>>>>
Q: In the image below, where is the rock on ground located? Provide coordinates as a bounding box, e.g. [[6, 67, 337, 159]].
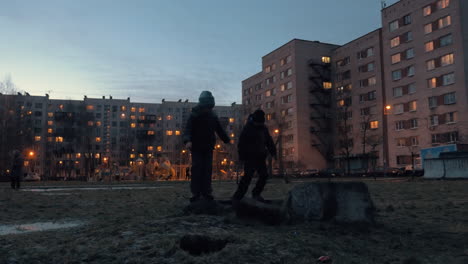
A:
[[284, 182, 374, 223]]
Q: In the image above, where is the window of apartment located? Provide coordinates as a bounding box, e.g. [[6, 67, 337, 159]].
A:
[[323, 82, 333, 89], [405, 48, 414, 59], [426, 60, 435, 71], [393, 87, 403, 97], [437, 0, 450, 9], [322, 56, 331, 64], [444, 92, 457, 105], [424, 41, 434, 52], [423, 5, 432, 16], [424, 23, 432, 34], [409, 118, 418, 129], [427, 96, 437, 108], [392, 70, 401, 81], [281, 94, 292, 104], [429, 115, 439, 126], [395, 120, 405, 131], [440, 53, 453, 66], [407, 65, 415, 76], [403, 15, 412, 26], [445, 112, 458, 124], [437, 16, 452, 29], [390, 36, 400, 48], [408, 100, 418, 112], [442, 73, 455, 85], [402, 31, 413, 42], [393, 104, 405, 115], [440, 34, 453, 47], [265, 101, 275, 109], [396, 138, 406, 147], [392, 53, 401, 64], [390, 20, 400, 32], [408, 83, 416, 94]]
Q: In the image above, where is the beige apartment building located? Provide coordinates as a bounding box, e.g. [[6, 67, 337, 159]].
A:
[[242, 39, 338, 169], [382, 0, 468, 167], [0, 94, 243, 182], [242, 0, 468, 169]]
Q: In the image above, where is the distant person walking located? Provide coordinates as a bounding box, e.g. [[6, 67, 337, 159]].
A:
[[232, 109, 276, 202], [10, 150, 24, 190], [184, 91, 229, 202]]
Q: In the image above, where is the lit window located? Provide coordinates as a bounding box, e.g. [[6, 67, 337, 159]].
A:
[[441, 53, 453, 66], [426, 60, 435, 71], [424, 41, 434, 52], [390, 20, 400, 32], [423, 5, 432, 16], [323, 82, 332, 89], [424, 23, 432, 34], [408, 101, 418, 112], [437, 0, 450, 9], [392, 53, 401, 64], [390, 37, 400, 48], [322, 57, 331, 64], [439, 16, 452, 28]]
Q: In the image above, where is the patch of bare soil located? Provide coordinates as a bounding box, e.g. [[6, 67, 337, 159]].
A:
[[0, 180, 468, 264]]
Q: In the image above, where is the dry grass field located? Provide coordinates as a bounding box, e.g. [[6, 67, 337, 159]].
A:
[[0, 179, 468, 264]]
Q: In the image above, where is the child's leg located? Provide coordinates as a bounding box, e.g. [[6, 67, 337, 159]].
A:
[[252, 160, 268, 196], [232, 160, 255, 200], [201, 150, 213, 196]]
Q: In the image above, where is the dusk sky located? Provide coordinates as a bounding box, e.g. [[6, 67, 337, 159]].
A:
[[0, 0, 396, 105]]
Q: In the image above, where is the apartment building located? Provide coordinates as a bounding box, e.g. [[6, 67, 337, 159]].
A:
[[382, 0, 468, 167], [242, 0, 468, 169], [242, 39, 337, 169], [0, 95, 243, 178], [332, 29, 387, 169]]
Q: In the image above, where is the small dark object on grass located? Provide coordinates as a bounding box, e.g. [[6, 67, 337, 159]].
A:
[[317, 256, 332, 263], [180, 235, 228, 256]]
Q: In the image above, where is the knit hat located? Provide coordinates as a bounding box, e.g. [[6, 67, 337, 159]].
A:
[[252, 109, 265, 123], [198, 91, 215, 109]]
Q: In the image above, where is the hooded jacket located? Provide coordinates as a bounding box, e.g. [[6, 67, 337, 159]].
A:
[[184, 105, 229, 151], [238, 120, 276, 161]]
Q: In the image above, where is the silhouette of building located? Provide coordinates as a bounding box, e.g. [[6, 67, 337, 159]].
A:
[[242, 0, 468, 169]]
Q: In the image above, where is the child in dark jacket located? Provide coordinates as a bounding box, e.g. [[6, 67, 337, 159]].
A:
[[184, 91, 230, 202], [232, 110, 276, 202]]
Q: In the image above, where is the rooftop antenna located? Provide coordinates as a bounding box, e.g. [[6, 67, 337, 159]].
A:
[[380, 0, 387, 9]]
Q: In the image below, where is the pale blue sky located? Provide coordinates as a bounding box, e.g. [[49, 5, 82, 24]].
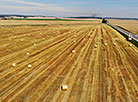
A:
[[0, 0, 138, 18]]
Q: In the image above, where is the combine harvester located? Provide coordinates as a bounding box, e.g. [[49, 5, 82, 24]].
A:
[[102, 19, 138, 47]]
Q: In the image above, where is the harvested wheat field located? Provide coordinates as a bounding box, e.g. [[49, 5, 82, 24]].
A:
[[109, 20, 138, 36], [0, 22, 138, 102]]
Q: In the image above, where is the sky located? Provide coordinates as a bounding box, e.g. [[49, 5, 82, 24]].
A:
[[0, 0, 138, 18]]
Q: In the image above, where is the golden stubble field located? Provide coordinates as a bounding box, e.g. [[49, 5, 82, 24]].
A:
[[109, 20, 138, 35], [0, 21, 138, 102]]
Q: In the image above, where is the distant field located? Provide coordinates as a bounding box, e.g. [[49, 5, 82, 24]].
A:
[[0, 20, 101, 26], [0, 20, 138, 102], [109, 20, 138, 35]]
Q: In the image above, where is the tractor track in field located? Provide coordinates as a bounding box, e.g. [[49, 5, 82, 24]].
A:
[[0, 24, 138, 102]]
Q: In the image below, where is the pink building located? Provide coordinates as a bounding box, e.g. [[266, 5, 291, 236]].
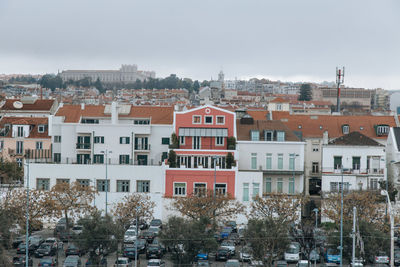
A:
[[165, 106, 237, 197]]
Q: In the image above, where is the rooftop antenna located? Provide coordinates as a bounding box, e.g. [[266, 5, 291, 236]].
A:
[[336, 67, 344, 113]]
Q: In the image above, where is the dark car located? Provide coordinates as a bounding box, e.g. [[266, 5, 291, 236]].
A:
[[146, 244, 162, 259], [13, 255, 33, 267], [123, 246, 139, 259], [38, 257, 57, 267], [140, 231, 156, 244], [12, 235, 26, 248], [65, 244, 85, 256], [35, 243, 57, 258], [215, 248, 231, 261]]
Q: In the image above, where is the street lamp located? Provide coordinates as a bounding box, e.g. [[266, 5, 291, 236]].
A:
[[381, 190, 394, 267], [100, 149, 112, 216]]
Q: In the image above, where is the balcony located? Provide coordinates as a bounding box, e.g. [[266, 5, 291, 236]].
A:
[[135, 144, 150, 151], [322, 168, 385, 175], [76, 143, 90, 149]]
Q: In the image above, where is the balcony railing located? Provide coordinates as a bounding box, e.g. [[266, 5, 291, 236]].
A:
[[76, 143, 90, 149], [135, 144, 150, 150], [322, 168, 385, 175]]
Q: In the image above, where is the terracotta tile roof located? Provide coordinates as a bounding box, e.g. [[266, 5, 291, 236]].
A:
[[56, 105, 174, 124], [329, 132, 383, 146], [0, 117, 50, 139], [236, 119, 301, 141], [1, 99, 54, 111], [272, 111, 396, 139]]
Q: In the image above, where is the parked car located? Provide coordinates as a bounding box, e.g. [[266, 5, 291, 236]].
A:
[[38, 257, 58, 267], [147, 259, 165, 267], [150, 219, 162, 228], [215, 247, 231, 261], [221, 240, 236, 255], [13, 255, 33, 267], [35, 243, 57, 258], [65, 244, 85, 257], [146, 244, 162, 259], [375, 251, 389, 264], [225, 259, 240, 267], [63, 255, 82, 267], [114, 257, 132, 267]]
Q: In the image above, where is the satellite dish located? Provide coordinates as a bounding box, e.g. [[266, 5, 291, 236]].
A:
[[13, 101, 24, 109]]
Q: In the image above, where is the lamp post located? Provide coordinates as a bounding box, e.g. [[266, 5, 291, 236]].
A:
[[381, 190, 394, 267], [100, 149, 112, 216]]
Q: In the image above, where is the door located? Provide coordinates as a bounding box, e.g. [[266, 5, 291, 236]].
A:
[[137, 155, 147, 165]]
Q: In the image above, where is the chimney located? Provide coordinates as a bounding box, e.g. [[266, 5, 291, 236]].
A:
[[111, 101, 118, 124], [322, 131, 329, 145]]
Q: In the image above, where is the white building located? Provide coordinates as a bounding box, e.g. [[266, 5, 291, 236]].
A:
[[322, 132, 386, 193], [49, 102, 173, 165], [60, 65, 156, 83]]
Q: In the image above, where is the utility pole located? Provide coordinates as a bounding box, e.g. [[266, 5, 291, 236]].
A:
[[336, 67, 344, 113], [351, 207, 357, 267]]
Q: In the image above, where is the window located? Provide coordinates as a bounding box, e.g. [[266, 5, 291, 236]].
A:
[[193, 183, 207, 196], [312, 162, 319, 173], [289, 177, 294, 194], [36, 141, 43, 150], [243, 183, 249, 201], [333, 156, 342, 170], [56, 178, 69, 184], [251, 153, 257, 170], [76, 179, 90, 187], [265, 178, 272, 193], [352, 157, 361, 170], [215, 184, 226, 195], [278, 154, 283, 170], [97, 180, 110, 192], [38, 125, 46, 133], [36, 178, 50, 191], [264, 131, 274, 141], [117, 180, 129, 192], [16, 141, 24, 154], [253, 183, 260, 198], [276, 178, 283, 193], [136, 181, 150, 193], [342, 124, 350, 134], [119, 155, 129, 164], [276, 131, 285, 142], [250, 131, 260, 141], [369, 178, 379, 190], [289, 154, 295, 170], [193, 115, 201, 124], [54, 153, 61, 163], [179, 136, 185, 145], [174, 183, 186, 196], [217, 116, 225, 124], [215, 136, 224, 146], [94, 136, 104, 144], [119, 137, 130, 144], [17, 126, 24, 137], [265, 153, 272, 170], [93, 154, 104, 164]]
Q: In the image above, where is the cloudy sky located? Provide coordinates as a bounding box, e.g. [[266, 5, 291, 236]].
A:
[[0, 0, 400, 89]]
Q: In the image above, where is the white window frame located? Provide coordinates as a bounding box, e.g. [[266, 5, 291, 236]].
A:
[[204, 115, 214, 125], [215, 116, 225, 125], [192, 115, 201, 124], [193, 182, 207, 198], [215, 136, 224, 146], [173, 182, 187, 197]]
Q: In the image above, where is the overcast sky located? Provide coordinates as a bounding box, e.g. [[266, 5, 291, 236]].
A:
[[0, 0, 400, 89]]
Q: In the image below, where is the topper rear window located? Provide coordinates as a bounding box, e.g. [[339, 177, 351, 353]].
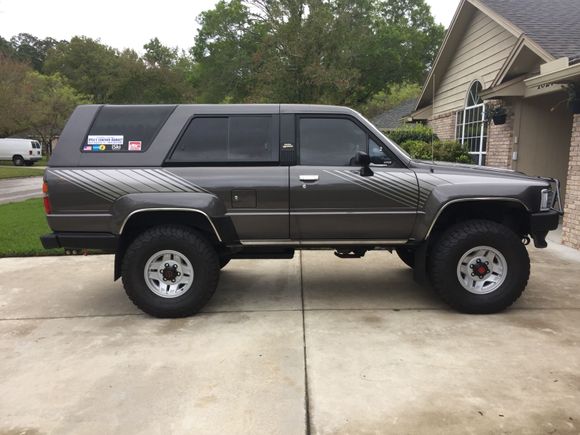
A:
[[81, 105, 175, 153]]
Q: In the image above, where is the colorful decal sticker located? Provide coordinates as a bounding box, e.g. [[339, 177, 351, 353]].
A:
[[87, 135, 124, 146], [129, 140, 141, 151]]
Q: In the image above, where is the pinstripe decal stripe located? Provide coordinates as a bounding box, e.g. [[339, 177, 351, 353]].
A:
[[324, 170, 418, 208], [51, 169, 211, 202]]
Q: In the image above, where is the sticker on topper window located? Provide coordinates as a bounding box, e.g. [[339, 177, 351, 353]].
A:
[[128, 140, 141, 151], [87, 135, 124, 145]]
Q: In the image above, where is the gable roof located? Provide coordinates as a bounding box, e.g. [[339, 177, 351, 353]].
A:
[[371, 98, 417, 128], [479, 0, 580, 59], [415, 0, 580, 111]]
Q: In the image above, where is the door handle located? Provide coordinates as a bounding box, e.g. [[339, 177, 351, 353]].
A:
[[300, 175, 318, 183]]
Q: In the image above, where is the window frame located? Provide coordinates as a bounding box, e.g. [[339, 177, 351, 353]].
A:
<<<<
**Exercise:** Copy each line from the items above that contains the string "window".

**Correct output:**
Q: In the image above, where is the window of apartment located? Provide coordinates as a bounding box, e.g. [[6, 67, 337, 159]].
Q: In the image above, where is the lit window located? Provide coordinates as a bounding box, e.g. [[6, 67, 337, 159]].
Q: In the image above, where is the window located? Provide coordinates as a bounding box, e.g. [[266, 5, 291, 236]].
Q: In the image above, where is the white window frame located? Provide coordinates as a bounding box, e.g. [[266, 5, 291, 236]].
Q: In the image below, where is the topper rear window located? Provide coordinates as a bounding box, e.g. [[339, 177, 351, 353]].
Q: In the image above, where is the sticker on topper window located? Provide coordinates as a bounding box, e.g. [[339, 177, 351, 353]].
Q: In the image above, where is the window frame located? Provide coordinates as a bounding box, e.g. [[339, 177, 351, 353]].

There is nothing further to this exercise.